**Exercise prompt:**
Set down all of the records exactly.

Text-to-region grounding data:

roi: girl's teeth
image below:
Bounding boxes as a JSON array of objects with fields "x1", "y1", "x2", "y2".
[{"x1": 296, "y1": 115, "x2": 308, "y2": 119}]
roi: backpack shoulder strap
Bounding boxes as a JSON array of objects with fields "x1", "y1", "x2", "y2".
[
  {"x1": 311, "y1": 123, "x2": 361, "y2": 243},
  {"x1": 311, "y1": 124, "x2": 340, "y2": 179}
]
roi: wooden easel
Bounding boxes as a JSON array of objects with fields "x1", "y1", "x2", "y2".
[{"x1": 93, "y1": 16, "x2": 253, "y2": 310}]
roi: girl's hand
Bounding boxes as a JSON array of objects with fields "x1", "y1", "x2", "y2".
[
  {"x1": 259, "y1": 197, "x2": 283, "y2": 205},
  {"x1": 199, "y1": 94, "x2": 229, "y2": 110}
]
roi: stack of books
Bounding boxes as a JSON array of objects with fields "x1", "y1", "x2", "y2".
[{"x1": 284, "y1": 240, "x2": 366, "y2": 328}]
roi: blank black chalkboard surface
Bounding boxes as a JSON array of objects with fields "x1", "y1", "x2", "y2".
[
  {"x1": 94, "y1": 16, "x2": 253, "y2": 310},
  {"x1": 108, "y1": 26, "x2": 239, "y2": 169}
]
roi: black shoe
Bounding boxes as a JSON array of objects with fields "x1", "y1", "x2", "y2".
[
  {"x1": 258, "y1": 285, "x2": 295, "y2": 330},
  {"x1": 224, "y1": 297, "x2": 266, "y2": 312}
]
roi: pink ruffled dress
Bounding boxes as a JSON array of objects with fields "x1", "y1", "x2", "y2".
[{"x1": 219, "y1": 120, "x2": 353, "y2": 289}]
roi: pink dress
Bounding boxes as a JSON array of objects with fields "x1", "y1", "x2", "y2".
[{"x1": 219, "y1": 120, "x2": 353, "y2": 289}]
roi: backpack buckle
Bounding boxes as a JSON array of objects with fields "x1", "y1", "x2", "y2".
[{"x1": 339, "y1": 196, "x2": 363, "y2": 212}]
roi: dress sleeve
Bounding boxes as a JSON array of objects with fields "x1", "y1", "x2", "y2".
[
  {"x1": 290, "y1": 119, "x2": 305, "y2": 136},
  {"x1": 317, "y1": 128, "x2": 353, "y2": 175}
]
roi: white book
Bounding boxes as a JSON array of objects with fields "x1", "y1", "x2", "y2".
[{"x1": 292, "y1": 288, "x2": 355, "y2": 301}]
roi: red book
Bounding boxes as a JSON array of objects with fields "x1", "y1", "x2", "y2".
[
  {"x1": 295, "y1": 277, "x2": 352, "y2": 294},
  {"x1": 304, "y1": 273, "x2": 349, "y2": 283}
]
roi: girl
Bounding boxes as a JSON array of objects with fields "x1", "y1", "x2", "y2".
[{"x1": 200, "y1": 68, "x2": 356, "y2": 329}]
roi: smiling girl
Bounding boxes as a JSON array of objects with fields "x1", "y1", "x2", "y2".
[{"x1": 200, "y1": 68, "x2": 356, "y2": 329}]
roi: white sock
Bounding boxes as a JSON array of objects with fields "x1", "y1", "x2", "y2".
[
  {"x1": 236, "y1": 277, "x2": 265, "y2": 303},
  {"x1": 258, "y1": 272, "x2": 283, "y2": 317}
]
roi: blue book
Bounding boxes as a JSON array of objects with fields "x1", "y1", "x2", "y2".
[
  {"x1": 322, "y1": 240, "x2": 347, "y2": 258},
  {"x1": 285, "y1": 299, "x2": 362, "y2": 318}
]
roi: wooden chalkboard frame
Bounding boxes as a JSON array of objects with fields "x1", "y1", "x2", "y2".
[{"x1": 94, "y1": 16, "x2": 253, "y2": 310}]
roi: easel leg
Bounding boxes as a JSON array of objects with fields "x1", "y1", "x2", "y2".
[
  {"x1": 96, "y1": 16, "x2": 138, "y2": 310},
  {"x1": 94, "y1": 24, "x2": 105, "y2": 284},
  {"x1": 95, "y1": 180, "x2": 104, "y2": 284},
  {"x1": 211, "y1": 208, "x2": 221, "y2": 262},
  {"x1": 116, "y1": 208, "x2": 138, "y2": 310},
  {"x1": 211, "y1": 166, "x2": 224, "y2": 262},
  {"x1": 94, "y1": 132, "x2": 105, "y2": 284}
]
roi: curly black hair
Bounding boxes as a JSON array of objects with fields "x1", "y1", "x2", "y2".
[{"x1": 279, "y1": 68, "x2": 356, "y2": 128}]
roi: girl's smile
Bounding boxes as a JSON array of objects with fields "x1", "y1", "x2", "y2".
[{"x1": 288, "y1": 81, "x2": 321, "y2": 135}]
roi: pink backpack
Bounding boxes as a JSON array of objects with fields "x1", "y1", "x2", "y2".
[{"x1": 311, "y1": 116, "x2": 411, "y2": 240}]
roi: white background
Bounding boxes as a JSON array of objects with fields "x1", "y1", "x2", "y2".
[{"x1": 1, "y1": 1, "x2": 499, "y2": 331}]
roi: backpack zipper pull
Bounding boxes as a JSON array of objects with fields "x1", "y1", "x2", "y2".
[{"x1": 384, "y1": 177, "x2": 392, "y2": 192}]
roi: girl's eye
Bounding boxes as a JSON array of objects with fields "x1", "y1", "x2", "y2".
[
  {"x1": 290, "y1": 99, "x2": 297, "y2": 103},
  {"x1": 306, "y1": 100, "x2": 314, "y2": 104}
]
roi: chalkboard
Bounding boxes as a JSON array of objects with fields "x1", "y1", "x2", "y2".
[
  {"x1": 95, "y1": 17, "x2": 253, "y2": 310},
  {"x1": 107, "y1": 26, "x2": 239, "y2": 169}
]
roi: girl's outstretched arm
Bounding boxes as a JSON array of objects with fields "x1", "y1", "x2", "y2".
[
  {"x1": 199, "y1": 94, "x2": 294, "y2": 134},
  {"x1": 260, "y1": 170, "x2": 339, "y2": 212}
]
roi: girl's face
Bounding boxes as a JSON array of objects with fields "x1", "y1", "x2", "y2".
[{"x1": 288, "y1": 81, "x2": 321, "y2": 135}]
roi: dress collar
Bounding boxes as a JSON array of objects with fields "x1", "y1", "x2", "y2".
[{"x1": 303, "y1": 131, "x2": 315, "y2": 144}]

**Task solution:**
roi: girl's teeth
image below:
Bounding boxes as a JSON array of objects with fields "x1", "y1", "x2", "y2".
[{"x1": 296, "y1": 115, "x2": 308, "y2": 119}]
roi: backpack shoulder strap
Bounding boxes as a JSON array of objects with fields "x1", "y1", "x2", "y2".
[
  {"x1": 311, "y1": 123, "x2": 361, "y2": 243},
  {"x1": 311, "y1": 124, "x2": 340, "y2": 179}
]
roi: wooden easel
Bounding boxes as a JSON array of objects with fields "x1", "y1", "x2", "y2".
[{"x1": 93, "y1": 16, "x2": 253, "y2": 310}]
roi: girl's hand
Bounding boxes as a JSON array of objects with fields "x1", "y1", "x2", "y2".
[
  {"x1": 259, "y1": 197, "x2": 283, "y2": 205},
  {"x1": 199, "y1": 94, "x2": 229, "y2": 110}
]
roi: stack of books
Bounding boxes as a JSON array of objects with fields "x1", "y1", "x2", "y2".
[{"x1": 284, "y1": 240, "x2": 366, "y2": 328}]
roi: blank black chalkboard surface
Bounding boxes as a JSON array of objects with fields "x1", "y1", "x2", "y2".
[
  {"x1": 94, "y1": 16, "x2": 253, "y2": 310},
  {"x1": 108, "y1": 26, "x2": 239, "y2": 169}
]
roi: black shoe
Bounding boxes as a JSON array of objects with fields "x1", "y1", "x2", "y2".
[
  {"x1": 258, "y1": 285, "x2": 295, "y2": 330},
  {"x1": 224, "y1": 297, "x2": 266, "y2": 312}
]
roi: pink ruffled dress
Bounding boxes as a JSON array of objects with fields "x1", "y1", "x2", "y2".
[{"x1": 219, "y1": 120, "x2": 353, "y2": 289}]
roi: pink dress
Bounding boxes as a JSON array of objects with fields "x1", "y1", "x2", "y2".
[{"x1": 219, "y1": 120, "x2": 353, "y2": 289}]
roi: backpack buckle
Bounding boxes as a JSON array of objects with fields "x1", "y1", "x2", "y2".
[{"x1": 339, "y1": 196, "x2": 363, "y2": 212}]
roi: dress sleeve
Bounding boxes as a JSON array of objects with fields "x1", "y1", "x2", "y2".
[
  {"x1": 290, "y1": 119, "x2": 305, "y2": 136},
  {"x1": 317, "y1": 128, "x2": 353, "y2": 175}
]
roi: white book
Bounding boxes as a JSON array of objects with fields "x1", "y1", "x2", "y2".
[{"x1": 292, "y1": 288, "x2": 355, "y2": 301}]
roi: red book
Bounding boxes as a JSON array of objects with fields "x1", "y1", "x2", "y2".
[
  {"x1": 295, "y1": 277, "x2": 352, "y2": 294},
  {"x1": 304, "y1": 273, "x2": 349, "y2": 283}
]
roi: girl
Bounding boxes as a JSON array of objects with fields "x1", "y1", "x2", "y2".
[{"x1": 200, "y1": 68, "x2": 356, "y2": 329}]
roi: smiling girl
Bounding boxes as a JSON array of objects with fields "x1", "y1", "x2", "y2".
[{"x1": 200, "y1": 68, "x2": 356, "y2": 329}]
roi: white sock
Bounding boxes as a JSON array of objects with fields "x1", "y1", "x2", "y2".
[
  {"x1": 236, "y1": 277, "x2": 265, "y2": 303},
  {"x1": 258, "y1": 272, "x2": 283, "y2": 317}
]
roi: blue book
Bounding boxes as a JSON array of objects with fields "x1", "y1", "x2", "y2".
[
  {"x1": 322, "y1": 240, "x2": 347, "y2": 258},
  {"x1": 285, "y1": 299, "x2": 362, "y2": 318}
]
roi: wooden chalkboard frame
Bounding boxes as a JSON array of objects with fields "x1", "y1", "x2", "y2".
[{"x1": 94, "y1": 16, "x2": 253, "y2": 310}]
roi: easel leg
Bounding boxes as a JSON array of objects with fields "x1", "y1", "x2", "y2".
[
  {"x1": 96, "y1": 16, "x2": 138, "y2": 310},
  {"x1": 94, "y1": 24, "x2": 105, "y2": 284},
  {"x1": 95, "y1": 180, "x2": 104, "y2": 284},
  {"x1": 211, "y1": 208, "x2": 221, "y2": 262},
  {"x1": 116, "y1": 208, "x2": 138, "y2": 310},
  {"x1": 211, "y1": 166, "x2": 224, "y2": 262},
  {"x1": 94, "y1": 132, "x2": 105, "y2": 284}
]
roi: curly black hair
Bounding boxes as a JSON array of objects with fields "x1", "y1", "x2", "y2".
[{"x1": 279, "y1": 68, "x2": 356, "y2": 128}]
roi: girl's smile
Bounding boxes as a JSON array of objects with fields "x1", "y1", "x2", "y2".
[{"x1": 288, "y1": 81, "x2": 321, "y2": 135}]
roi: pink backpack
Bounding boxes as a JSON array of objects with fields "x1", "y1", "x2", "y2".
[{"x1": 311, "y1": 116, "x2": 411, "y2": 240}]
roi: white background
Bounding boxes as a JSON array of objects with fields "x1", "y1", "x2", "y2".
[{"x1": 1, "y1": 1, "x2": 499, "y2": 331}]
roi: backpack zipper pull
Bounding boxes as a JSON array of objects with fields "x1", "y1", "x2", "y2".
[{"x1": 384, "y1": 177, "x2": 392, "y2": 192}]
roi: girl's eye
Bounding boxes as a JSON array of objects with fields "x1", "y1", "x2", "y2".
[
  {"x1": 290, "y1": 99, "x2": 297, "y2": 103},
  {"x1": 306, "y1": 100, "x2": 314, "y2": 104}
]
roi: chalkboard
Bounding boxes as a JSON array of objects with fields "x1", "y1", "x2", "y2".
[
  {"x1": 95, "y1": 17, "x2": 253, "y2": 310},
  {"x1": 107, "y1": 26, "x2": 239, "y2": 169}
]
roi: girl's outstretched arm
Bounding boxes as a JSON array of objects with fields "x1", "y1", "x2", "y2".
[
  {"x1": 199, "y1": 94, "x2": 294, "y2": 134},
  {"x1": 260, "y1": 170, "x2": 339, "y2": 212}
]
roi: girl's face
Bounding boxes as a JSON array of objects with fields "x1", "y1", "x2", "y2".
[{"x1": 288, "y1": 81, "x2": 321, "y2": 135}]
roi: dress collar
Bounding boxes as a JSON array of objects with fields "x1", "y1", "x2", "y2".
[{"x1": 303, "y1": 131, "x2": 315, "y2": 144}]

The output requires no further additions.